§ TESTO FORNITO:
____________________
Il miglior film, a nostro giudizio, era stato «Tre manifesti a Ebbing, Missouri», ottimi «L’ora più buia» e «The post». Struggente «Chiamami col tuo nome», ambientato nell’estate del 1983 a Crema e dintorni, con scene anche a Bergamo Alta e ai piedi delle cascate del Serio. Da vedere «Ella & John», il film americano di Virzì; «La forma dell’acqua», che abbiamo ammirato, ma non amato; «Il filo nascosto», forse un po’ sopravvalutato dalla critica. Buoni «A casa tutti bene» di Muccino e l’ultimo di Polanski, «Quello che non so di lei». Quest’anno il bilancio cinematografico dell’inverno è assai più scarno. «Green Book», giustamente vincitore agli Oscar, «Il corriere» di e con Clint Eastwood, «Il verdetto». «La favorita» non ci ha convinto. Tra gli italiani, salviamo solo «La paranza dei bambini», deludente il nuovo di Virzì, «Notti magiche». Tra gli altri europei, molto buono «Le nostre battaglie» di Guillaume Senez: peccato che l’abbiano visto in pochi. Sopravvalutato «Cold War».
____________________
§ MATERIALE FORNITO:
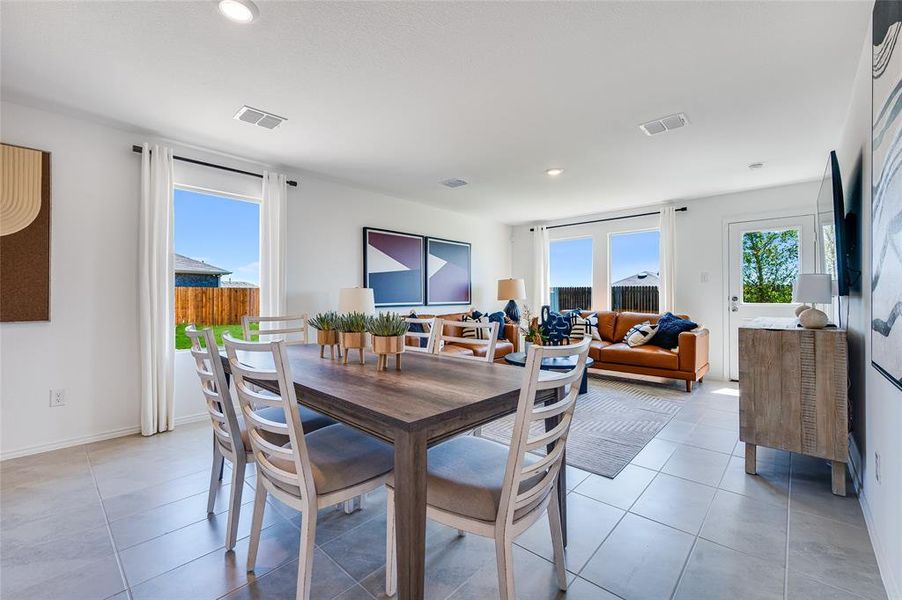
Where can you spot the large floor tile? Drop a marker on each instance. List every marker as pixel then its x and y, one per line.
pixel 588 523
pixel 747 525
pixel 675 502
pixel 621 491
pixel 715 573
pixel 834 553
pixel 641 559
pixel 697 464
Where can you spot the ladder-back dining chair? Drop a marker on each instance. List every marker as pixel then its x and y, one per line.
pixel 292 329
pixel 488 489
pixel 327 467
pixel 485 336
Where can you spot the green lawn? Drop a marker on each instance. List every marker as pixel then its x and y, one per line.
pixel 183 342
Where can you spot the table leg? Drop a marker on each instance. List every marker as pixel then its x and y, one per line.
pixel 410 513
pixel 561 491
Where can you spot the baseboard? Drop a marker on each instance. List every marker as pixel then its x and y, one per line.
pixel 69 442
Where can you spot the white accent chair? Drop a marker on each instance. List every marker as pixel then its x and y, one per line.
pixel 488 489
pixel 486 335
pixel 327 467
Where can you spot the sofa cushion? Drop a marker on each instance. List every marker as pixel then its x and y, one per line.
pixel 643 356
pixel 595 347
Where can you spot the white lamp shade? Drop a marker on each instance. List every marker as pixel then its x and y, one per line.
pixel 511 289
pixel 816 288
pixel 356 300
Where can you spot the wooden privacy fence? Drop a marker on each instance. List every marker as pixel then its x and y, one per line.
pixel 642 298
pixel 215 306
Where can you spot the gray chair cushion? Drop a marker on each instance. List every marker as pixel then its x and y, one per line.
pixel 341 457
pixel 465 475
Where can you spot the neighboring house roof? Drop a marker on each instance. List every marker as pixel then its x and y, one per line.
pixel 643 278
pixel 186 265
pixel 230 283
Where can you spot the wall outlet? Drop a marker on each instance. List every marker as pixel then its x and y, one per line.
pixel 57 398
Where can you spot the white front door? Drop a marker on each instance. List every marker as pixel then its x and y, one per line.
pixel 765 256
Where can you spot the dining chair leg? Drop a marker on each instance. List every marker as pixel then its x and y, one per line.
pixel 215 475
pixel 557 541
pixel 504 556
pixel 305 561
pixel 235 493
pixel 256 525
pixel 391 552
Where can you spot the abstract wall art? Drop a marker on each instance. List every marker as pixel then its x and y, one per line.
pixel 886 191
pixel 24 234
pixel 393 266
pixel 448 272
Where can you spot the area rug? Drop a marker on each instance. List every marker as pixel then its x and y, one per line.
pixel 611 424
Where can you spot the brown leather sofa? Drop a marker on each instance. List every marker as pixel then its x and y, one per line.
pixel 689 362
pixel 503 347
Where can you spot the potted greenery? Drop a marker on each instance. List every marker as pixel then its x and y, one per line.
pixel 326 334
pixel 388 330
pixel 352 333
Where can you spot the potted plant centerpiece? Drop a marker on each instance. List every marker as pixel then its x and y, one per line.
pixel 352 333
pixel 388 330
pixel 326 334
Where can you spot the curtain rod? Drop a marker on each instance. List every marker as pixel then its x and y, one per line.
pixel 140 150
pixel 657 212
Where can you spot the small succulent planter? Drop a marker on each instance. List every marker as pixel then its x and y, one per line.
pixel 388 330
pixel 326 334
pixel 352 334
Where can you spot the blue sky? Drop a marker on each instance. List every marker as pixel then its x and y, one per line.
pixel 571 260
pixel 219 231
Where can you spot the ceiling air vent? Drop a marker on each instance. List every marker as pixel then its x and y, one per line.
pixel 668 123
pixel 258 117
pixel 453 183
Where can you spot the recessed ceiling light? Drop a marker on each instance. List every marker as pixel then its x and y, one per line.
pixel 240 11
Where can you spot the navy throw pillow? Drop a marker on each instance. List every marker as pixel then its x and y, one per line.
pixel 669 329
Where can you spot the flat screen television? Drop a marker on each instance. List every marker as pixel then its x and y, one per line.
pixel 833 235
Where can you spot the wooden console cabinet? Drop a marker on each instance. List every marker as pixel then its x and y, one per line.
pixel 793 393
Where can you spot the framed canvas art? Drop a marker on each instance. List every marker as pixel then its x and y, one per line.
pixel 393 266
pixel 448 279
pixel 24 234
pixel 886 191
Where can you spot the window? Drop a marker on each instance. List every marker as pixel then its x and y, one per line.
pixel 570 273
pixel 635 268
pixel 770 264
pixel 217 262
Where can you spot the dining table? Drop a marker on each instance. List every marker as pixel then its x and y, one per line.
pixel 428 400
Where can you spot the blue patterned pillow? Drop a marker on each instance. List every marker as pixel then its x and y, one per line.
pixel 669 329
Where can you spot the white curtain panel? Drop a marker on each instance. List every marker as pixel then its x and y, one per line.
pixel 273 240
pixel 667 258
pixel 541 294
pixel 156 290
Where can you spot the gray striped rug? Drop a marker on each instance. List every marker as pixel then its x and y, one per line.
pixel 611 424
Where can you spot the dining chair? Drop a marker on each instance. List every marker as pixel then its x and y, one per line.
pixel 291 329
pixel 486 335
pixel 327 467
pixel 429 334
pixel 497 491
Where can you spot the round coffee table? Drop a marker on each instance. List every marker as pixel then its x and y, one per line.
pixel 562 363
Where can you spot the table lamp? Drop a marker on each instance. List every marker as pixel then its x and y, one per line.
pixel 511 290
pixel 816 288
pixel 356 299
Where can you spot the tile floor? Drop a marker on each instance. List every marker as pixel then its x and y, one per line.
pixel 126 518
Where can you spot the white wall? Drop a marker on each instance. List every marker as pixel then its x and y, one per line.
pixel 876 403
pixel 90 345
pixel 700 236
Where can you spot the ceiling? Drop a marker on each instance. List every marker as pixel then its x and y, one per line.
pixel 399 96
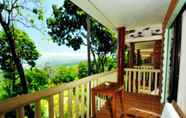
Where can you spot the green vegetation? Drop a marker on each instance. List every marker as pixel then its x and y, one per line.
pixel 68 26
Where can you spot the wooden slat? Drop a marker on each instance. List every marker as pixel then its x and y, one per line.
pixel 170 10
pixel 70 103
pixel 20 112
pixel 51 107
pixel 129 79
pixel 23 100
pixel 82 100
pixel 38 109
pixel 139 81
pixel 156 80
pixel 134 81
pixel 88 96
pixel 77 102
pixel 144 79
pixel 126 80
pixel 150 81
pixel 61 104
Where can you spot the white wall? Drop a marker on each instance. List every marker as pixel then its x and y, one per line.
pixel 182 75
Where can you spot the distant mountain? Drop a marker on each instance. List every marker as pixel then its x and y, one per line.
pixel 57 62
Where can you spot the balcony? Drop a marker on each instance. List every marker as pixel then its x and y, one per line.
pixel 142 90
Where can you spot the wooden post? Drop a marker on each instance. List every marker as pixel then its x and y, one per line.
pixel 138 57
pixel 120 58
pixel 131 55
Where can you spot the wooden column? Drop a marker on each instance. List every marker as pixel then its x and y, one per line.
pixel 138 57
pixel 157 54
pixel 131 55
pixel 120 58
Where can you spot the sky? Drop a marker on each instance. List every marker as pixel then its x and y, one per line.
pixel 50 52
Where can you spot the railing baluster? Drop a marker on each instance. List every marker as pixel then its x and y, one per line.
pixel 88 99
pixel 51 107
pixel 134 81
pixel 126 80
pixel 150 81
pixel 83 101
pixel 38 109
pixel 156 80
pixel 20 112
pixel 77 102
pixel 130 77
pixel 144 79
pixel 61 104
pixel 70 103
pixel 139 81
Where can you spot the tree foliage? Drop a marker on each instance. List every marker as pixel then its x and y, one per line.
pixel 27 52
pixel 68 26
pixel 37 79
pixel 82 70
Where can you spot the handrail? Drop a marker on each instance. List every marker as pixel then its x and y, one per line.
pixel 22 100
pixel 135 81
pixel 146 81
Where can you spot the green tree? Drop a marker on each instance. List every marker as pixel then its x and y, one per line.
pixel 64 74
pixel 37 79
pixel 70 26
pixel 14 12
pixel 26 50
pixel 82 70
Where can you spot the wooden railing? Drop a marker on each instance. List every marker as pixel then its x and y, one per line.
pixel 145 81
pixel 76 94
pixel 144 67
pixel 74 99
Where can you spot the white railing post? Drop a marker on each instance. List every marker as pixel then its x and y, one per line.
pixel 61 104
pixel 38 109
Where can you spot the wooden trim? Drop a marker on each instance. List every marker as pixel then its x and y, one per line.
pixel 178 110
pixel 23 100
pixel 170 10
pixel 120 57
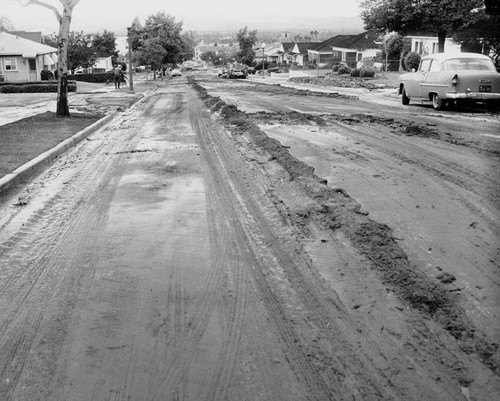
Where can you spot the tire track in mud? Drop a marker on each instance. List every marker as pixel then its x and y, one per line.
pixel 35 310
pixel 373 240
pixel 316 387
pixel 299 351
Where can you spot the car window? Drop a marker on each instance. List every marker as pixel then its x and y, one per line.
pixel 435 66
pixel 471 64
pixel 425 65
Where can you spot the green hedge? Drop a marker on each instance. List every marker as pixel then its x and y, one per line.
pixel 101 77
pixel 34 87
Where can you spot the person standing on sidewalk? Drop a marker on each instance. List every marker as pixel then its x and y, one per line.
pixel 118 75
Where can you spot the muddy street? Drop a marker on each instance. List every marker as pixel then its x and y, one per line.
pixel 229 240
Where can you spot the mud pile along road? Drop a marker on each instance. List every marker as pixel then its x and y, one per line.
pixel 183 253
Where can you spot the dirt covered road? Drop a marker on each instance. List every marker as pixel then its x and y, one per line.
pixel 224 240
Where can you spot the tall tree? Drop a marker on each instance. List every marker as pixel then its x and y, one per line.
pixel 246 40
pixel 80 50
pixel 151 53
pixel 167 33
pixel 104 44
pixel 441 17
pixel 63 15
pixel 482 36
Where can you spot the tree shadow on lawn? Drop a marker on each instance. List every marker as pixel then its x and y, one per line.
pixel 23 140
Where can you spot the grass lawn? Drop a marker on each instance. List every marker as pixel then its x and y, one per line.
pixel 23 140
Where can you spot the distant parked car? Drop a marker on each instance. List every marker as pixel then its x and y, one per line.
pixel 457 77
pixel 223 73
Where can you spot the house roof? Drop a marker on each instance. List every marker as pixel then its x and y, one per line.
pixel 287 46
pixel 12 45
pixel 34 36
pixel 361 41
pixel 304 46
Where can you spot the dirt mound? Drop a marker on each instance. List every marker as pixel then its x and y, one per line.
pixel 336 210
pixel 332 80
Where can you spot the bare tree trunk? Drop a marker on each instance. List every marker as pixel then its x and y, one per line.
pixel 64 19
pixel 62 64
pixel 441 40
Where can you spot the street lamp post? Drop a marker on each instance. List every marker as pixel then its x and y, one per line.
pixel 130 79
pixel 263 48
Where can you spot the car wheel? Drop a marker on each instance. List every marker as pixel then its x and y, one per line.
pixel 405 99
pixel 437 102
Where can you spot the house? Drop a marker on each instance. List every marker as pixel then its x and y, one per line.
pixel 299 52
pixel 34 36
pixel 285 55
pixel 356 49
pixel 429 45
pixel 23 59
pixel 350 49
pixel 102 64
pixel 221 50
pixel 269 53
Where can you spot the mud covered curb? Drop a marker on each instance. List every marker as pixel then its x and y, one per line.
pixel 336 210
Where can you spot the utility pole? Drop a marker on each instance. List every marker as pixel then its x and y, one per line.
pixel 130 79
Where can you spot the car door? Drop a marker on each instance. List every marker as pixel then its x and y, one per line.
pixel 424 70
pixel 414 80
pixel 433 81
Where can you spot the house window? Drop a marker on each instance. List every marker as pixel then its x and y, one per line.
pixel 10 64
pixel 32 64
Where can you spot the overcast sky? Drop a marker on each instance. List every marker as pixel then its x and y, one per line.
pixel 113 15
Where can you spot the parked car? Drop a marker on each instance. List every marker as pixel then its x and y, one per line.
pixel 452 77
pixel 223 73
pixel 237 70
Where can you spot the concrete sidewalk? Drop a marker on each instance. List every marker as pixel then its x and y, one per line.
pixel 105 99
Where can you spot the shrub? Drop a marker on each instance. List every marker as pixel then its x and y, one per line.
pixel 47 75
pixel 343 69
pixel 367 72
pixel 412 60
pixel 34 87
pixel 102 77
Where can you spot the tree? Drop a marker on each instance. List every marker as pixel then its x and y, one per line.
pixel 80 50
pixel 391 51
pixel 208 56
pixel 167 33
pixel 246 40
pixel 152 54
pixel 104 45
pixel 440 17
pixel 64 18
pixel 482 36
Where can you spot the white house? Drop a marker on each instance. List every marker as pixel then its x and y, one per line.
pixel 23 59
pixel 429 45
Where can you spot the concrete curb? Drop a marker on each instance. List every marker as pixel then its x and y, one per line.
pixel 20 174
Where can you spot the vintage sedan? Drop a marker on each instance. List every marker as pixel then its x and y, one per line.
pixel 458 77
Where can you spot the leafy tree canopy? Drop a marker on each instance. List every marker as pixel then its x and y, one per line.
pixel 483 36
pixel 104 44
pixel 80 50
pixel 167 33
pixel 246 40
pixel 151 53
pixel 440 17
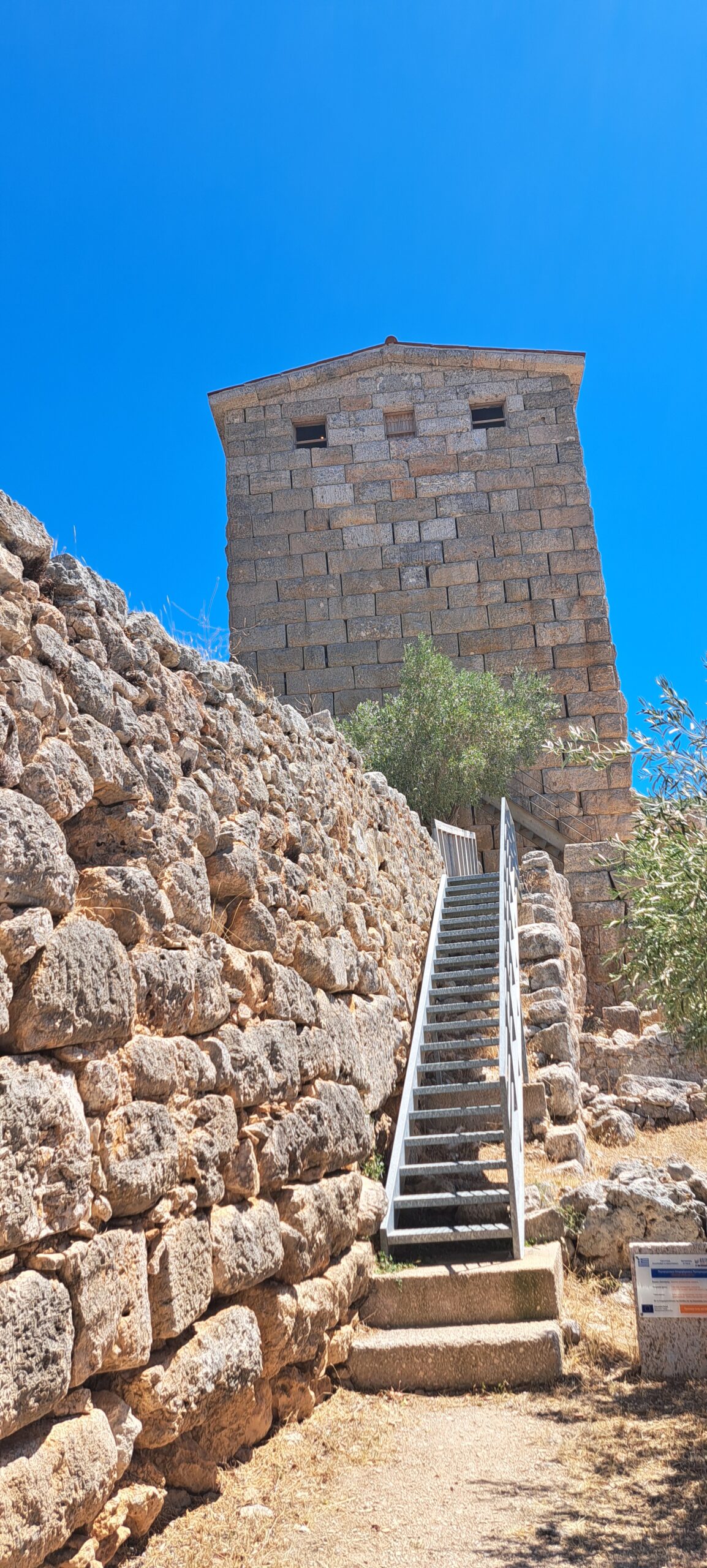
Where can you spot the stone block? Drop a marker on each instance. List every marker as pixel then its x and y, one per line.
pixel 179 1277
pixel 37 1336
pixel 54 1479
pixel 222 1354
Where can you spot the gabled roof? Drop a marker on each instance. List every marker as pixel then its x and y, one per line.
pixel 397 356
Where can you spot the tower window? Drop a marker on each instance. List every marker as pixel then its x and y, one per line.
pixel 311 435
pixel 400 424
pixel 488 418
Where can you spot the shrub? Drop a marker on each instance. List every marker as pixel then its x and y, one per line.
pixel 665 882
pixel 452 736
pixel 664 877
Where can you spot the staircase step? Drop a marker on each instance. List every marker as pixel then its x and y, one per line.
pixel 421 1236
pixel 486 1093
pixel 464 1357
pixel 526 1289
pixel 482 1197
pixel 478 1063
pixel 466 1169
pixel 438 1140
pixel 459 1024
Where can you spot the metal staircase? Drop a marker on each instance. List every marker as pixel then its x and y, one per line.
pixel 456 1169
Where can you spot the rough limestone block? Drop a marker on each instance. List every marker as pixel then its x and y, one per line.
pixel 372 1208
pixel 115 778
pixel 247 1245
pixel 319 1220
pixel 317 1136
pixel 107 1281
pixel 557 1042
pixel 179 992
pixel 566 1144
pixel 222 1354
pixel 138 1155
pixel 35 867
pixel 79 993
pixel 44 1152
pixel 179 1277
pixel 23 937
pixel 57 780
pixel 540 941
pixel 23 533
pixel 262 1062
pixel 563 1088
pixel 54 1479
pixel 123 1424
pixel 35 1348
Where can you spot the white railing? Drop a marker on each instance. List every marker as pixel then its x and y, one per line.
pixel 456 847
pixel 513 1065
pixel 392 1186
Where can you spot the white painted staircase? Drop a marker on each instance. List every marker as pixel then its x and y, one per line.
pixel 456 1167
pixel 472 1311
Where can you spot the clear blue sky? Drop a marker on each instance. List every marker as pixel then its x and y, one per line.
pixel 198 194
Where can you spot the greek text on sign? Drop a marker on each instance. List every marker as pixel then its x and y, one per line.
pixel 671 1284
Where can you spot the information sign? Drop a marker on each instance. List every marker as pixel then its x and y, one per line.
pixel 670 1284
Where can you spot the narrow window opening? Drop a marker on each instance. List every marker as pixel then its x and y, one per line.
pixel 488 418
pixel 312 435
pixel 400 424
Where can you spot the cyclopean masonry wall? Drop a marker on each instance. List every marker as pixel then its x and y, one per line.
pixel 211 938
pixel 480 537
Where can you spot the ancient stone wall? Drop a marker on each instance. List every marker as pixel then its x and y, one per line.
pixel 598 911
pixel 478 537
pixel 211 938
pixel 554 1006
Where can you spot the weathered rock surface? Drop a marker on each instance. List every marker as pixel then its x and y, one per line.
pixel 54 1479
pixel 35 1349
pixel 179 1277
pixel 44 1152
pixel 107 1281
pixel 35 867
pixel 637 1203
pixel 319 1220
pixel 220 1355
pixel 319 1136
pixel 79 992
pixel 247 1244
pixel 212 927
pixel 140 1156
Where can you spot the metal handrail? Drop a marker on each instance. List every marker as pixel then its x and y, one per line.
pixel 566 819
pixel 392 1186
pixel 456 847
pixel 513 1063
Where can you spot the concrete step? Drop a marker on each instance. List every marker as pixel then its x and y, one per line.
pixel 461 1357
pixel 436 1295
pixel 482 1231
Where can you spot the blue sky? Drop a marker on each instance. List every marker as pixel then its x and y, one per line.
pixel 194 195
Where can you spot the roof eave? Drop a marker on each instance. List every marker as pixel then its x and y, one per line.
pixel 265 390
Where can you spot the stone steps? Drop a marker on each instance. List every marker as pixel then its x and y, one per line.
pixel 463 1325
pixel 459 1357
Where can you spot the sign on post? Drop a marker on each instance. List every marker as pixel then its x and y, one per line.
pixel 670 1289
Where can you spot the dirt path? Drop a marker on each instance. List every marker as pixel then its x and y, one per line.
pixel 459 1485
pixel 382 1482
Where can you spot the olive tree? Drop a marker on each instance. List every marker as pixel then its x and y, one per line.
pixel 450 737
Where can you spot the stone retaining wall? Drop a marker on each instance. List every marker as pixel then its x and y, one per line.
pixel 590 872
pixel 211 938
pixel 554 1004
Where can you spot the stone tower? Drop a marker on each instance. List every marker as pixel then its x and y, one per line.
pixel 419 488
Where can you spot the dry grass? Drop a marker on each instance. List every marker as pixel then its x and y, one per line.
pixel 292 1476
pixel 684 1144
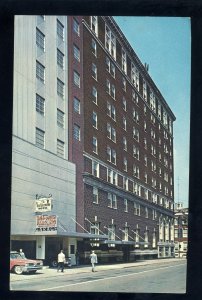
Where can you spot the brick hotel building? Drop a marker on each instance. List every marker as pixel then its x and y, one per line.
pixel 93 135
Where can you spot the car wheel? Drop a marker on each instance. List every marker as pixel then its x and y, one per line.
pixel 54 263
pixel 18 270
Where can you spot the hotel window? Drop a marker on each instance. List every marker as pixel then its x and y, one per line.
pixel 94 94
pixel 136 171
pixel 76 28
pixel 60 88
pixel 145 126
pixel 125 164
pixel 124 63
pixel 112 201
pixel 40 72
pixel 40 138
pixel 125 183
pixel 112 177
pixel 145 160
pixel 111 155
pixel 110 67
pixel 94 71
pixel 125 205
pixel 60 148
pixel 110 89
pixel 95 145
pixel 95 195
pixel 124 143
pixel 77 132
pixel 154 214
pixel 124 124
pixel 135 116
pixel 95 169
pixel 154 239
pixel 153 182
pixel 137 189
pixel 146 213
pixel 125 232
pixel 137 236
pixel 94 119
pixel 111 111
pixel 94 47
pixel 145 143
pixel 124 84
pixel 76 79
pixel 145 110
pixel 135 76
pixel 60 118
pixel 146 193
pixel 159 111
pixel 146 238
pixel 153 166
pixel 40 39
pixel 76 53
pixel 124 103
pixel 94 24
pixel 111 132
pixel 152 101
pixel 136 152
pixel 136 209
pixel 77 105
pixel 136 134
pixel 40 105
pixel 111 232
pixel 144 90
pixel 60 59
pixel 110 42
pixel 60 30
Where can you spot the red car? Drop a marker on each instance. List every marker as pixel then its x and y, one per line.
pixel 20 265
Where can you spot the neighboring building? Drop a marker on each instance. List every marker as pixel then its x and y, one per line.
pixel 181 230
pixel 91 129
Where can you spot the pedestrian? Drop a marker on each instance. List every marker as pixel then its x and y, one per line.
pixel 61 261
pixel 22 253
pixel 93 259
pixel 77 257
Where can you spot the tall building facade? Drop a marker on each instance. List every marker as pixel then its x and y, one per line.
pixel 181 230
pixel 86 107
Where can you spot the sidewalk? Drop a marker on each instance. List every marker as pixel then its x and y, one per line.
pixel 50 272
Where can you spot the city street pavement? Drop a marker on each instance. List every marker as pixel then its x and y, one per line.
pixel 50 272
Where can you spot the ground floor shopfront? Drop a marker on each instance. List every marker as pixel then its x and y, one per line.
pixel 48 247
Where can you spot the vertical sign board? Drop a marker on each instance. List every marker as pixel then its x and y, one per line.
pixel 46 224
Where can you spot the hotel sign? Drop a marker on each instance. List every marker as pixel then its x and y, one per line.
pixel 46 224
pixel 43 204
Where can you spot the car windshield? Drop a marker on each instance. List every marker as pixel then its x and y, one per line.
pixel 16 255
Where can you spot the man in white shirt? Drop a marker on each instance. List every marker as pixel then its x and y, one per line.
pixel 93 259
pixel 61 261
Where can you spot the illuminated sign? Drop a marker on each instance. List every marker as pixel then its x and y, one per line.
pixel 43 204
pixel 46 224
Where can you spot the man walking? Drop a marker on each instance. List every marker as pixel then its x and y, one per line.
pixel 93 259
pixel 61 261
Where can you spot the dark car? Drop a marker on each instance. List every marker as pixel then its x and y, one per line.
pixel 20 265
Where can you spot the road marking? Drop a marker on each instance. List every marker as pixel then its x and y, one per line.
pixel 108 278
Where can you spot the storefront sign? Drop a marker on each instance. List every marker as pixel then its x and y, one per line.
pixel 43 204
pixel 46 224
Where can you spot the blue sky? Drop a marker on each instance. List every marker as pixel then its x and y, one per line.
pixel 165 44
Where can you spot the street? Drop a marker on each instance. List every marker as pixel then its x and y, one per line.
pixel 164 276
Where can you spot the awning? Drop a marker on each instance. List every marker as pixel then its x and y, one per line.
pixel 122 242
pixel 84 235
____________________
§ CONSEGNA:
Si risponda alle seguenti domande in base al testo fornito:
(a) In quale estate e in quale località è ambientato «Chiamami col tuo nome»?
(b) Di chi è il film «Le nostre battaglie»?
(c) Quale nuovo film di Virzì viene definito deludente?
Le righe non hanno alcuna attinenza con il testo fornito.

§ RISPOSTA ATTESA:
(a) Nell'estate del 1983, a Crema e dintorni.
(b) Di Guillaume Senez.
(c) «Notti magiche».